选文
__________________________________________________

我跪在六哥的灵前点了香纸,看着六哥的遗像,又觉得回到了过去,六哥还是微微对我笑着,和我说着话。

村里在外地的青年人赶不回来,执事的就安排村里不多的几个人办丧事,修坟地,搭棚,接待前来祭奠的客人,每一个细节都不能落下。

我和赶回去的堂弟负责修坟地,选在六哥家的一块田地里。

开春的田地开始苏醒,我和堂弟一锨一锨的掏着土,心里酸楚不已,年轻的六哥,应该还有那么多未了的身后事,就要归于尘归于土。

如果有来生,会不会把生命看重一点,你还有年迈的父母需要养老送终,还有两个孩子尚未成家,你这一走,让白发人送黑发人,情何以堪?你让中年的妻子负累重不可言且有度日如年。还有两个孩子,他们的好日子还没起步,你都没看上一眼,就这么走了。

__________________________________________________

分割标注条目
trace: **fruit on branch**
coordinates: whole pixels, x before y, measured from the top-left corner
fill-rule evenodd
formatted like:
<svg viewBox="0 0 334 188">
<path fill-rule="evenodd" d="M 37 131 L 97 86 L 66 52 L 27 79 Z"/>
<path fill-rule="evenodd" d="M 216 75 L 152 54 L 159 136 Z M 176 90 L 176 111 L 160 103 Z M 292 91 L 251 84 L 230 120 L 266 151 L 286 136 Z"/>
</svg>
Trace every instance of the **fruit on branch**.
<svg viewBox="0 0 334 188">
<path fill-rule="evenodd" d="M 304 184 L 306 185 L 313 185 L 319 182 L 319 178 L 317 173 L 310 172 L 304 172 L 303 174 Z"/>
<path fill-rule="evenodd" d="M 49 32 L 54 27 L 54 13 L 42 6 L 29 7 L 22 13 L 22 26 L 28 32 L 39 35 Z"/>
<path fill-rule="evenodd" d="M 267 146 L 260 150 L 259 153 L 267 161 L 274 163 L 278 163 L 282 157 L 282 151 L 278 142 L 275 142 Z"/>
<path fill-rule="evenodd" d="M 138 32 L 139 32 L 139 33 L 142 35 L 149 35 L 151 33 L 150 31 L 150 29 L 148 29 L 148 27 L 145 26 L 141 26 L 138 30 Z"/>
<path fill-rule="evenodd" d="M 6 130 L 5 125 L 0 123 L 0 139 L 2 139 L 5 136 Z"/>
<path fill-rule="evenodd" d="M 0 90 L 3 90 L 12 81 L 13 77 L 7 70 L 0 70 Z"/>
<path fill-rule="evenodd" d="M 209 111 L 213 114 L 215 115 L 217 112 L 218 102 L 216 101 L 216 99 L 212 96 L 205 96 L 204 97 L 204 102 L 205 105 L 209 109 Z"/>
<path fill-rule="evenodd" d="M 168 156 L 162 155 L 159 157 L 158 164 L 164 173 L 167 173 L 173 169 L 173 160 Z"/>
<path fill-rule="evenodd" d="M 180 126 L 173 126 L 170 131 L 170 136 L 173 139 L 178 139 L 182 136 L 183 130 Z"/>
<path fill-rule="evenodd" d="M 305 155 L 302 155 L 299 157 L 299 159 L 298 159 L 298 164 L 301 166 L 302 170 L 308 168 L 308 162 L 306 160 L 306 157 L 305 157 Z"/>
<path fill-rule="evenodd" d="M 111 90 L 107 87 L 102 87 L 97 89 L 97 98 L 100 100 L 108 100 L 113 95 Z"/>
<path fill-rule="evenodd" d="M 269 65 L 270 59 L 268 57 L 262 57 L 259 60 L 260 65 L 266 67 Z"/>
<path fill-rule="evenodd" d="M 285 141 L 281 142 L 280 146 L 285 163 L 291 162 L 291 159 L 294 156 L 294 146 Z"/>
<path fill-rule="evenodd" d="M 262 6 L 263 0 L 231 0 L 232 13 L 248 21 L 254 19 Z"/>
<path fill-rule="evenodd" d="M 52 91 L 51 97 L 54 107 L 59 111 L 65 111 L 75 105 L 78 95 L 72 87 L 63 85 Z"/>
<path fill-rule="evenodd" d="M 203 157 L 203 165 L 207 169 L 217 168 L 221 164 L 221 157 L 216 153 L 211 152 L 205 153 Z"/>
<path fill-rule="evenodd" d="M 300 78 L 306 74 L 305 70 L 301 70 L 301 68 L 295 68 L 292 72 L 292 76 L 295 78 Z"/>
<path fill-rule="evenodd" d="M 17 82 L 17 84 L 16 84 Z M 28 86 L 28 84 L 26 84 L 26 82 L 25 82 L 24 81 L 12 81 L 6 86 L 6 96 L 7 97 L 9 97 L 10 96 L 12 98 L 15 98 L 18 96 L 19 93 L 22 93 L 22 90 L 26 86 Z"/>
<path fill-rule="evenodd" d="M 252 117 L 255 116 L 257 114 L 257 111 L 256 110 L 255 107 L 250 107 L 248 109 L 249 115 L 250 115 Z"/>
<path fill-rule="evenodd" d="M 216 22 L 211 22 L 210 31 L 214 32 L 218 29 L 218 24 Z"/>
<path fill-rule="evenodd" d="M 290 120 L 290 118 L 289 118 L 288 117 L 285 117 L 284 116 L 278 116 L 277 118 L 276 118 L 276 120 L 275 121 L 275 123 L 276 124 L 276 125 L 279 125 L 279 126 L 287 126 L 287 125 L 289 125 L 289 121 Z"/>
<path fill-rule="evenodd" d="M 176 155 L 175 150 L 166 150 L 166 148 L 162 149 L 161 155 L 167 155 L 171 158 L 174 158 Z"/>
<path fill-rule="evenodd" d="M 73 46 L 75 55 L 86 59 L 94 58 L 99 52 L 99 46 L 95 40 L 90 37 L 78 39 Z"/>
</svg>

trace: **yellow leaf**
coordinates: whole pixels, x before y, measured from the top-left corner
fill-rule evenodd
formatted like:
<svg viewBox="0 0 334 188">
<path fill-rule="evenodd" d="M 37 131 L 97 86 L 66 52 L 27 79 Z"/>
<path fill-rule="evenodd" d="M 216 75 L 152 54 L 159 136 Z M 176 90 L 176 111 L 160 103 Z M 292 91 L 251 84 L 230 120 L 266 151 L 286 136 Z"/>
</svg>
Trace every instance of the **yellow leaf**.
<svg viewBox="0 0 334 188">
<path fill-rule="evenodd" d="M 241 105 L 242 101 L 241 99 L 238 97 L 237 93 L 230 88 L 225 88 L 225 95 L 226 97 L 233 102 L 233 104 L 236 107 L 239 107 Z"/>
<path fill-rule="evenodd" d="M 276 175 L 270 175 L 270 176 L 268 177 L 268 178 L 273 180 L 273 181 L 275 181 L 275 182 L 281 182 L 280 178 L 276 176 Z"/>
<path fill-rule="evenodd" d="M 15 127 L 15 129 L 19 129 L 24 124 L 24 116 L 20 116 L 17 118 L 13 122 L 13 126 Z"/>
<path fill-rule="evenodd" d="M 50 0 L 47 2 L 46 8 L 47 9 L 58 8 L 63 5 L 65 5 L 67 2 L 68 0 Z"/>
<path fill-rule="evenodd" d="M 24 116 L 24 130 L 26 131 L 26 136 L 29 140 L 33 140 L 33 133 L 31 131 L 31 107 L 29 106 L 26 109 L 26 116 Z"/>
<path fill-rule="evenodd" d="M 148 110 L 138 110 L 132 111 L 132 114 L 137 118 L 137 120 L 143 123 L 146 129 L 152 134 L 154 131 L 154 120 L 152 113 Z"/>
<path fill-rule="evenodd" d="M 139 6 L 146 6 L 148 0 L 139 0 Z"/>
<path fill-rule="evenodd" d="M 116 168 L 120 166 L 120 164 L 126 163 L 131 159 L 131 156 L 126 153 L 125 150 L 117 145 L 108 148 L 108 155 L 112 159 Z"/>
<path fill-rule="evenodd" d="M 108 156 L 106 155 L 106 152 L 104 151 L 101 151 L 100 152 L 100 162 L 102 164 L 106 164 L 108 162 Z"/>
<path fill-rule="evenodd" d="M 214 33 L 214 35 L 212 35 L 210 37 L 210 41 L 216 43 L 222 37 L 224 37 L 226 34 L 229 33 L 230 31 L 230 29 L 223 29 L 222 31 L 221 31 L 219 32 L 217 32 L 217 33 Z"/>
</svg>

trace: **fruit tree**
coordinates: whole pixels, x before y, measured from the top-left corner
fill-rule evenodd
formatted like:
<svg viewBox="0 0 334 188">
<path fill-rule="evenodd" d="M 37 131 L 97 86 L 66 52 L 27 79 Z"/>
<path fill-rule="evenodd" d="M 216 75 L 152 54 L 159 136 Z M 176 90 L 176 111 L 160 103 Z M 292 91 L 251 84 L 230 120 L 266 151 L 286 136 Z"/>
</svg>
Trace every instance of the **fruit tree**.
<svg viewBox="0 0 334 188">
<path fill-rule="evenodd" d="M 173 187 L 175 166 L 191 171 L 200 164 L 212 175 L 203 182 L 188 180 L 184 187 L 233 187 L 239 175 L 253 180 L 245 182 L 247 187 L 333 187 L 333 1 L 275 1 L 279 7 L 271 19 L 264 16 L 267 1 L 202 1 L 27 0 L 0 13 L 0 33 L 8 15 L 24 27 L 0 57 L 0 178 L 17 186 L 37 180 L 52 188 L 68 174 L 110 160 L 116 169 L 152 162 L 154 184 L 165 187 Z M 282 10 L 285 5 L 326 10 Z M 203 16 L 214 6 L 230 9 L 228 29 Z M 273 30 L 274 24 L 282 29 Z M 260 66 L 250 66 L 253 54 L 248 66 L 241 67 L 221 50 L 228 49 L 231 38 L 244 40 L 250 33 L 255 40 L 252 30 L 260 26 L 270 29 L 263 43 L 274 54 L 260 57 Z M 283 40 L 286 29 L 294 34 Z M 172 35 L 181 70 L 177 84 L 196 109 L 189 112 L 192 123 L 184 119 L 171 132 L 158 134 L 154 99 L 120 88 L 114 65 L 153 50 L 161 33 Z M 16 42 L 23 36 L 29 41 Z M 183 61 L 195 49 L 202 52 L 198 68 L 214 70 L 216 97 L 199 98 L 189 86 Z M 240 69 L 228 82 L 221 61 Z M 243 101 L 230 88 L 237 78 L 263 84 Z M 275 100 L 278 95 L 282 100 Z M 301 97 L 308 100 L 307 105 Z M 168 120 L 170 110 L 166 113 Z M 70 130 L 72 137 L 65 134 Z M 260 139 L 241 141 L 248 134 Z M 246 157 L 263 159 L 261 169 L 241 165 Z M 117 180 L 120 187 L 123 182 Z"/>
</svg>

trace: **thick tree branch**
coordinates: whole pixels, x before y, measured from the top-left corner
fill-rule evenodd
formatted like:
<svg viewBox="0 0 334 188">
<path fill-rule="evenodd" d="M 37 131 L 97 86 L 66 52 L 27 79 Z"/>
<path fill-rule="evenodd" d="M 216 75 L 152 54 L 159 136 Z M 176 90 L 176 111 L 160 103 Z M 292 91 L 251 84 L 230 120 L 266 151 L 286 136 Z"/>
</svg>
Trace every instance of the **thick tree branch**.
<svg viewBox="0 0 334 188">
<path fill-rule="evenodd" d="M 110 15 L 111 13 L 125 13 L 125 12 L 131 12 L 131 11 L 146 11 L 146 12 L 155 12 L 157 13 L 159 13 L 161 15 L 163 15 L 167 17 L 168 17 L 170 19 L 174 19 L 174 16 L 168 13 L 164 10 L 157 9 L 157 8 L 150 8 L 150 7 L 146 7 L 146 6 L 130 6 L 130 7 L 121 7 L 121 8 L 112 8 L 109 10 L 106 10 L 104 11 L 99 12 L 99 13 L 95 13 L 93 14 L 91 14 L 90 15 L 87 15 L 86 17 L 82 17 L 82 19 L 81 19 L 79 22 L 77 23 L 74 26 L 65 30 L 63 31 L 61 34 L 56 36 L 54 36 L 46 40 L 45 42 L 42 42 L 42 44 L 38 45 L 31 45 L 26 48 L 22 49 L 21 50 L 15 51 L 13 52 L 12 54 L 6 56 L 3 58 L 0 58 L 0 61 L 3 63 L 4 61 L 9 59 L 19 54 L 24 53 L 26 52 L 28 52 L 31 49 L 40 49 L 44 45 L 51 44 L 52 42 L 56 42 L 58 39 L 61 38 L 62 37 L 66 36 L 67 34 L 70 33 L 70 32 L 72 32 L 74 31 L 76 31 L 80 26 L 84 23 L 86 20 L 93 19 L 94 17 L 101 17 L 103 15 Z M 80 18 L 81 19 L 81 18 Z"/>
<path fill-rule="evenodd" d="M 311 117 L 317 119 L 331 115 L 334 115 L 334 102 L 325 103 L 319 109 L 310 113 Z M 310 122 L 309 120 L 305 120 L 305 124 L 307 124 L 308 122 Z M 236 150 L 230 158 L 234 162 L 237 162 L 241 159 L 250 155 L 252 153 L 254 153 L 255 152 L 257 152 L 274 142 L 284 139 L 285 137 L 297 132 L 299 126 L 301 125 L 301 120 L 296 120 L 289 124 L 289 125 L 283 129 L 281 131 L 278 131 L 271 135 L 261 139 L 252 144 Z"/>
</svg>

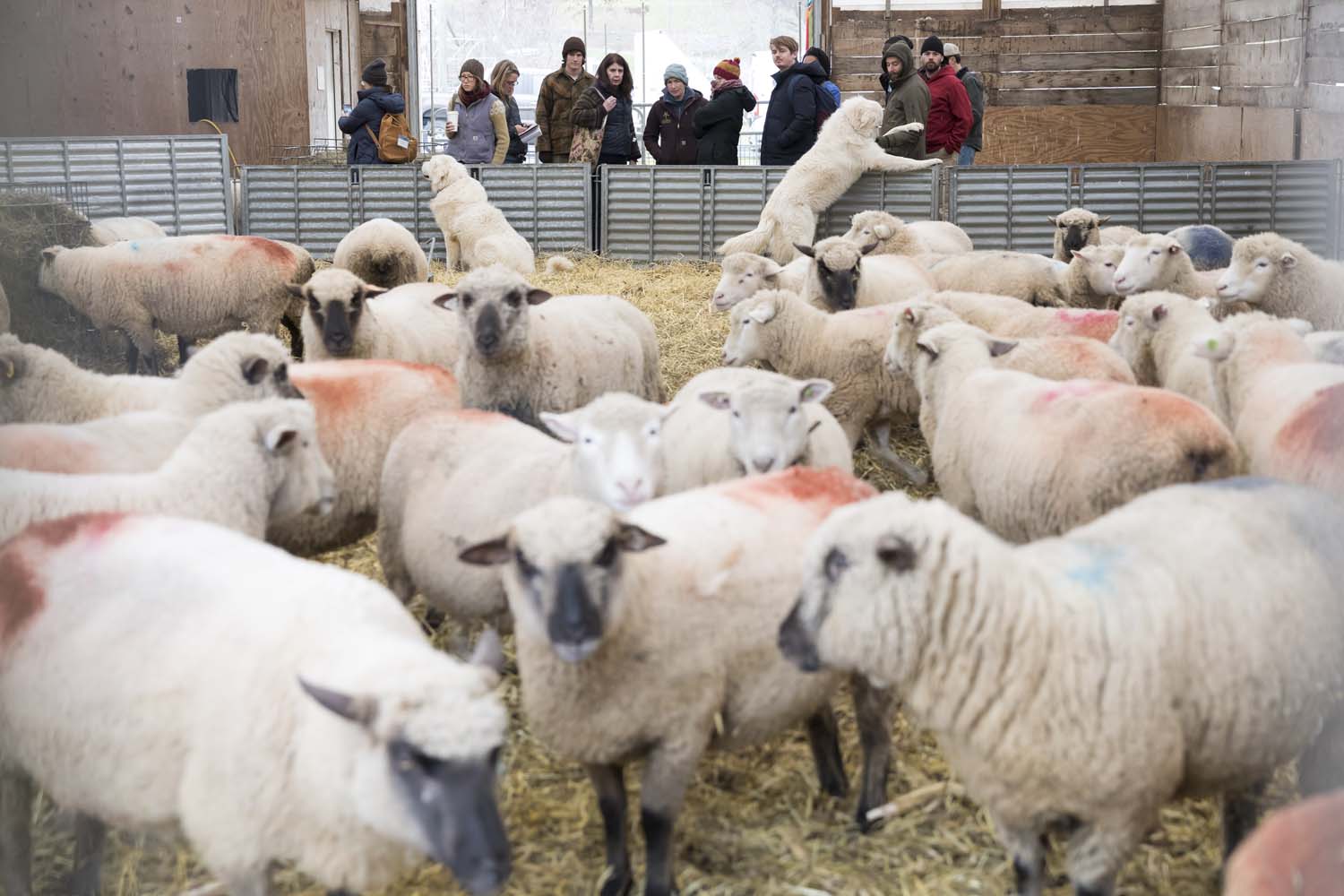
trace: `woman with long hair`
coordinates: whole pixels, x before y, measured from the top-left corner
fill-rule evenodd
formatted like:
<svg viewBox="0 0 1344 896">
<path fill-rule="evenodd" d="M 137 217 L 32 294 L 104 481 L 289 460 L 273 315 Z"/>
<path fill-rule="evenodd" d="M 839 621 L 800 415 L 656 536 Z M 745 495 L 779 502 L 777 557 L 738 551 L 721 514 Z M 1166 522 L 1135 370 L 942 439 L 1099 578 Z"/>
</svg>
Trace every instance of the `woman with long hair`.
<svg viewBox="0 0 1344 896">
<path fill-rule="evenodd" d="M 574 102 L 571 121 L 577 128 L 602 130 L 599 165 L 626 165 L 640 159 L 634 140 L 634 106 L 630 93 L 634 82 L 630 64 L 618 52 L 602 56 L 597 82 Z"/>
</svg>

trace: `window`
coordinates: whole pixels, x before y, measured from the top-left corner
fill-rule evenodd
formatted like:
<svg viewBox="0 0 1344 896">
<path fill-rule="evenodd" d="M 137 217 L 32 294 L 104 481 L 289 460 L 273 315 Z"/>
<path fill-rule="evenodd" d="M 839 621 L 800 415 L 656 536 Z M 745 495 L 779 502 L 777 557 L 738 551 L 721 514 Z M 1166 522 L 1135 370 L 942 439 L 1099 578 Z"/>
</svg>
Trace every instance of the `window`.
<svg viewBox="0 0 1344 896">
<path fill-rule="evenodd" d="M 238 70 L 188 69 L 187 120 L 238 121 Z"/>
</svg>

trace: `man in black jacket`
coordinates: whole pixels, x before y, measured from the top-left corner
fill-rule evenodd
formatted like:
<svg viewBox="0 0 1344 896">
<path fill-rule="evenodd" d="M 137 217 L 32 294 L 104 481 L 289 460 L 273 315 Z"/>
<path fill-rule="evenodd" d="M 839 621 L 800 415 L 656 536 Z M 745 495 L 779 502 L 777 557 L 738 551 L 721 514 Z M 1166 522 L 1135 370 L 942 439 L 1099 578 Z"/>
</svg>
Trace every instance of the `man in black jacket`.
<svg viewBox="0 0 1344 896">
<path fill-rule="evenodd" d="M 774 91 L 761 132 L 761 164 L 792 165 L 817 142 L 817 93 L 827 73 L 816 62 L 798 62 L 798 42 L 788 35 L 770 40 Z"/>
</svg>

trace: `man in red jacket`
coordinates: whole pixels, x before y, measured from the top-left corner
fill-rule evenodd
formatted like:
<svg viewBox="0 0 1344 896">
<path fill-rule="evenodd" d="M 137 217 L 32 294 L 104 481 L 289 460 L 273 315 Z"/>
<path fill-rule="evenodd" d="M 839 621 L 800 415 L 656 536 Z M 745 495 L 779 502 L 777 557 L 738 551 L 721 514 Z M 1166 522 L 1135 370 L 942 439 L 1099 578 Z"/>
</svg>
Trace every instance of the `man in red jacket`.
<svg viewBox="0 0 1344 896">
<path fill-rule="evenodd" d="M 929 120 L 925 122 L 926 159 L 942 159 L 942 164 L 956 165 L 957 153 L 970 133 L 974 114 L 965 85 L 942 58 L 942 40 L 937 35 L 925 38 L 919 46 L 919 77 L 929 85 Z"/>
</svg>

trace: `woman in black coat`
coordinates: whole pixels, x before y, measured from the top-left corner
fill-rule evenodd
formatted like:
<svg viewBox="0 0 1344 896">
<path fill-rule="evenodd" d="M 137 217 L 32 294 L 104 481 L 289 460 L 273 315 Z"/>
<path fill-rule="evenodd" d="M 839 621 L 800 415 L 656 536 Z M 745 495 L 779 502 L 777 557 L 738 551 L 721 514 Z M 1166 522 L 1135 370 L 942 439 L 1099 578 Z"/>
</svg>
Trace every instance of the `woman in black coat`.
<svg viewBox="0 0 1344 896">
<path fill-rule="evenodd" d="M 755 97 L 739 78 L 742 62 L 724 59 L 714 67 L 710 79 L 711 99 L 702 106 L 691 126 L 699 141 L 695 164 L 738 164 L 738 138 L 742 136 L 742 116 L 755 109 Z"/>
</svg>

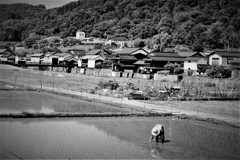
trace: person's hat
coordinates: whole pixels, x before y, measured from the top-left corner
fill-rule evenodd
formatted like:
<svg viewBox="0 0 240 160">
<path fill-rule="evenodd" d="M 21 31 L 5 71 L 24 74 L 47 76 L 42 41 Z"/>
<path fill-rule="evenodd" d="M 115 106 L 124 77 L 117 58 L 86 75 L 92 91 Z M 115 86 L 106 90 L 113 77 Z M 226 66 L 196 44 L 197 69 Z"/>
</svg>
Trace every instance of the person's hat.
<svg viewBox="0 0 240 160">
<path fill-rule="evenodd" d="M 157 128 L 157 127 L 154 127 L 154 128 L 152 129 L 152 135 L 153 135 L 153 136 L 157 136 L 157 135 L 159 135 L 159 134 L 160 134 L 160 129 Z"/>
</svg>

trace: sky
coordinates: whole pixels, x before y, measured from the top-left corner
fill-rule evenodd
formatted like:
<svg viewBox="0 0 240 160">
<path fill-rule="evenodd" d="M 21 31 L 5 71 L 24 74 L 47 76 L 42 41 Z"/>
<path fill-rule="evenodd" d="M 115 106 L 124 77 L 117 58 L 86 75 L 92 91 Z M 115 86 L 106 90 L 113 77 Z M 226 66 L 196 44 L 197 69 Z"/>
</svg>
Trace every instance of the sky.
<svg viewBox="0 0 240 160">
<path fill-rule="evenodd" d="M 0 4 L 28 3 L 32 5 L 44 4 L 47 9 L 63 6 L 77 0 L 0 0 Z"/>
</svg>

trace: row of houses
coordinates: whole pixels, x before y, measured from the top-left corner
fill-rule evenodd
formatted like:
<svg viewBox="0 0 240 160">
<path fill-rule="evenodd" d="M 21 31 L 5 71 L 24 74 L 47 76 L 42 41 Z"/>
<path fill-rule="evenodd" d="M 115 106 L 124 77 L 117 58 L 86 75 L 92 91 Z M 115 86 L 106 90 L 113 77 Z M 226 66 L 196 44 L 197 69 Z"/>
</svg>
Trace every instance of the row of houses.
<svg viewBox="0 0 240 160">
<path fill-rule="evenodd" d="M 183 64 L 185 71 L 196 73 L 199 67 L 208 65 L 239 66 L 240 52 L 212 51 L 168 53 L 143 48 L 121 48 L 113 51 L 72 49 L 64 53 L 30 53 L 0 49 L 1 63 L 71 65 L 79 68 L 99 68 L 108 62 L 113 71 L 156 73 L 167 63 Z M 110 65 L 110 66 L 109 66 Z"/>
<path fill-rule="evenodd" d="M 239 66 L 240 62 L 240 52 L 226 51 L 168 53 L 148 52 L 142 48 L 123 48 L 115 50 L 113 54 L 104 50 L 92 50 L 86 54 L 86 56 L 79 58 L 78 67 L 95 68 L 98 66 L 97 64 L 110 60 L 113 71 L 133 73 L 156 73 L 164 70 L 164 66 L 168 63 L 182 64 L 184 71 L 191 70 L 197 73 L 199 67 L 210 65 Z"/>
</svg>

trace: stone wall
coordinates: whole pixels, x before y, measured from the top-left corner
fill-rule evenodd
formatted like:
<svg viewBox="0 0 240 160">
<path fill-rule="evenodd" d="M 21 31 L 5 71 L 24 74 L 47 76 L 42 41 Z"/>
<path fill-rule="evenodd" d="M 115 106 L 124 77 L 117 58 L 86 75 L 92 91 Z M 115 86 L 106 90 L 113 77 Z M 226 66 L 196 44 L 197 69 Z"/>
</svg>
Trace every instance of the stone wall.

__________________________________________________

布置任务
1. 判断下列说法是否符合悼念六哥的选文，逐条回答"是"或"否"，并原样引用选文中起决定作用的字句：(a) 坟地选在六哥家的一块田地里；(b) 村里在外地的青年人都赶回来办丧事；(c) 六哥的两个孩子都已成家。
2. 从悼念六哥的选文最后一句之后接着往下写。
上面这些行是单独的材料，与选文无关。

结果
1.
(a) 是。"选在六哥家的一块田地里"
(b) 否。"村里在外地的青年人赶不回来"
(c) 否。"还有两个孩子尚未成家"

2.
那些周末,你总坚持忙完工作才肯骑着摩托穿着厚厚的大衣一路从远处赶回家。平时你总以为自己年轻,即使重感冒也觉得扛一扛就过去了,哪怕这次这么大的病,你依然觉得就是普通的心急气闷,缓缓就好了。可哪知小恙成大疾。

这个地球没了你,它还照样每天运转不息,学校没了你,别处又会很快调来一个替补了空位。干嘛那么拼命。

我的傻六哥!

但这个家怎么缺的了你!

前来祭奠的有亲朋好友,更有大点的教育单位,派了人,送了花圈,排着队子,念着千篇一律的深情悼文。忽然心底无比悲哀,六哥生前,哪怕再怎么努力,恐怕也是名不见经传。

坐在修好的坟地边,我心里思绪万千,也许有一天,我们都要到地下去,但你怎么可以走的那么早。